**What is being asked:** Please pull out every line in the entries below that contains the word "grain", copying each line in full.

Pointing dataset entries (excerpts):
::::::::

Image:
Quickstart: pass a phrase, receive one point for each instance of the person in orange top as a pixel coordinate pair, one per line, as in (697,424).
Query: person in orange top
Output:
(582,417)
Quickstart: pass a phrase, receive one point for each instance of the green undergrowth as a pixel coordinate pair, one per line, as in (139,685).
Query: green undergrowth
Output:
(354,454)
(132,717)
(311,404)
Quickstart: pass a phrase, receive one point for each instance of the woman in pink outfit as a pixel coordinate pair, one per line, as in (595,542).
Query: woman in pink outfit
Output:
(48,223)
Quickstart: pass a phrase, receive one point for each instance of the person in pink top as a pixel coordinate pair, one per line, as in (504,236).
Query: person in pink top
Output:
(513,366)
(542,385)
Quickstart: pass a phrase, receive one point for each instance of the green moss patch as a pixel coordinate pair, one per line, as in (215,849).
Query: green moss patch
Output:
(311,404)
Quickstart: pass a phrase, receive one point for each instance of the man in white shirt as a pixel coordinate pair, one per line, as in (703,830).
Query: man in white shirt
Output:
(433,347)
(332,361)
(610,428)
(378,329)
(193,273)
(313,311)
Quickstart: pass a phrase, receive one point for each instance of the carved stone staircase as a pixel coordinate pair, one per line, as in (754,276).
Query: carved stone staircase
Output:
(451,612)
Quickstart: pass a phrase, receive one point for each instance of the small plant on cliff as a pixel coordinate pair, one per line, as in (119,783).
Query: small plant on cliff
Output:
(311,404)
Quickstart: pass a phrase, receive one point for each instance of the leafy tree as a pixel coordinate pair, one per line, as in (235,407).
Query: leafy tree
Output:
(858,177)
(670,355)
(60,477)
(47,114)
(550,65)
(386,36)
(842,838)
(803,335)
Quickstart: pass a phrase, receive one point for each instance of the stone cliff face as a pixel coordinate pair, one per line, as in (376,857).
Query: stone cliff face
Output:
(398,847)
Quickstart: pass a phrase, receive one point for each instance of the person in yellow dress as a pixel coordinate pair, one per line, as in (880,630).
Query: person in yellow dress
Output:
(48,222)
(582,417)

::::::::

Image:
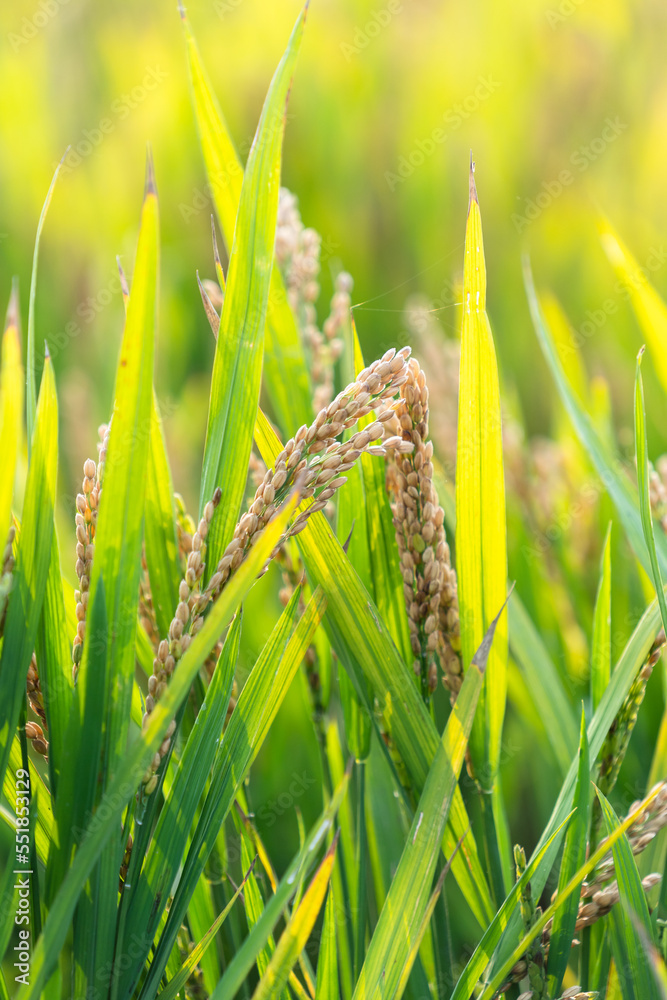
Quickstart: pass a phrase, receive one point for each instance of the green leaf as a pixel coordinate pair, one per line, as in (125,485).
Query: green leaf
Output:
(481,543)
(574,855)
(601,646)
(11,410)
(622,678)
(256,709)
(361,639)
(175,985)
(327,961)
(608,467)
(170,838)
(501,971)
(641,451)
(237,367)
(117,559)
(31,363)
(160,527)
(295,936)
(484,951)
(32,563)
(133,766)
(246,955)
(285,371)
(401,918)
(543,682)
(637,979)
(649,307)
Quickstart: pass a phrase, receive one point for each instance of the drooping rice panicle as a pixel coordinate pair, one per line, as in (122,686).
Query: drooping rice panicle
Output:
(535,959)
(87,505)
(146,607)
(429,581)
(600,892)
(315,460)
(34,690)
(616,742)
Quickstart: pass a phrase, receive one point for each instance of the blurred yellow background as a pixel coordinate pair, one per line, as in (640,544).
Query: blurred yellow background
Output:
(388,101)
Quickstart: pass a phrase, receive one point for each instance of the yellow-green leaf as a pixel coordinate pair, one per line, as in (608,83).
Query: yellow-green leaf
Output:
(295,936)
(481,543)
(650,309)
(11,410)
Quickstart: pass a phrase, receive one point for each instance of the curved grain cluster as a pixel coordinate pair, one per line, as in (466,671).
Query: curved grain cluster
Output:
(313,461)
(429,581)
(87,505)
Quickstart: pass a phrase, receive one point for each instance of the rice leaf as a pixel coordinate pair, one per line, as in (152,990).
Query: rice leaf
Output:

::::::::

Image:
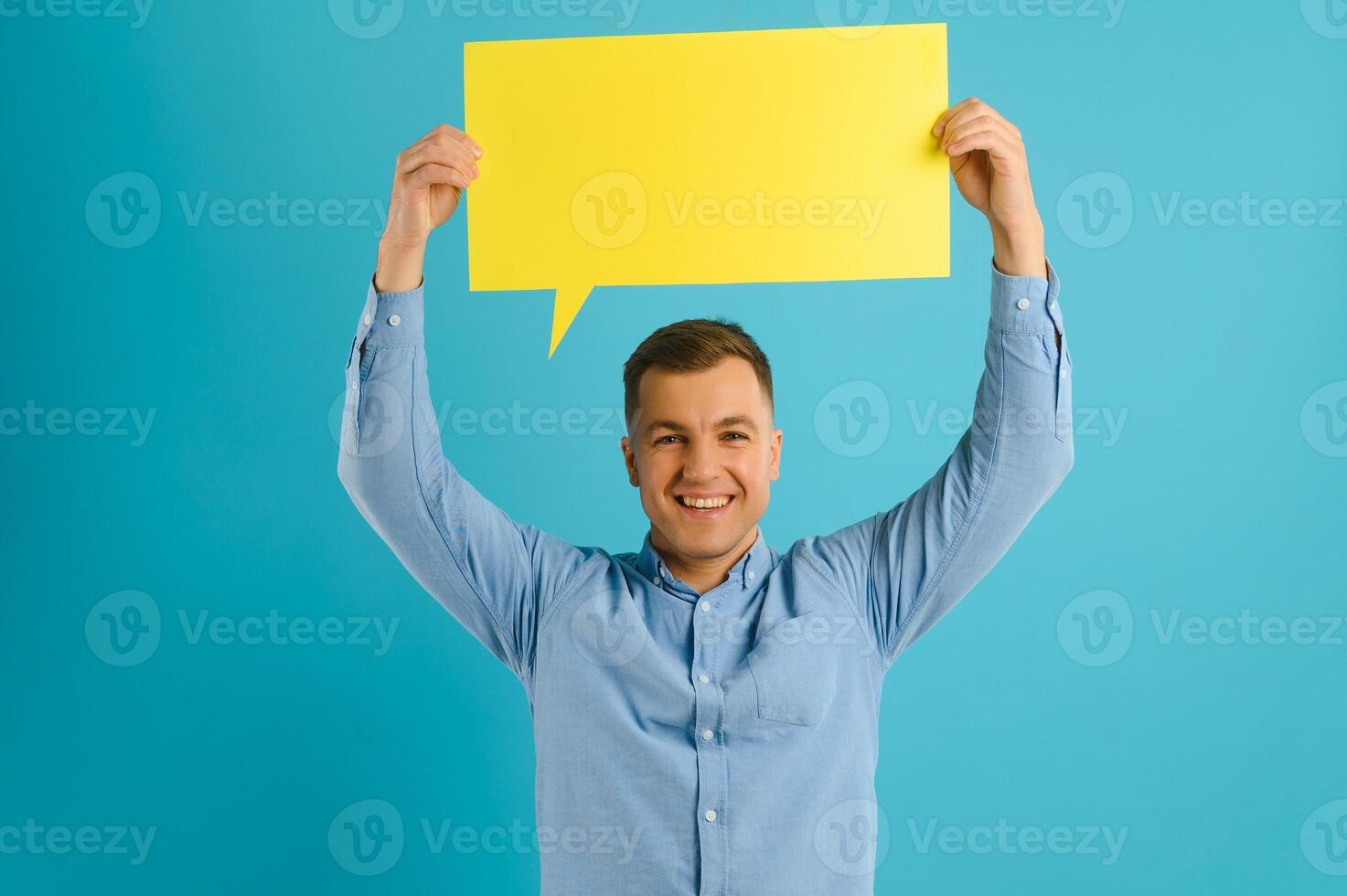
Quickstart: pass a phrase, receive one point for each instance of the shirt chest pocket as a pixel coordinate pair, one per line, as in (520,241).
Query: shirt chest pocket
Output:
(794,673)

::::::::

**Solution for this task:**
Quickstart: pass a phrase, receive one point for each instance of the curved grain cluster as a pixel coordinate pair, one per line, as in (466,671).
Query: curved grain cluster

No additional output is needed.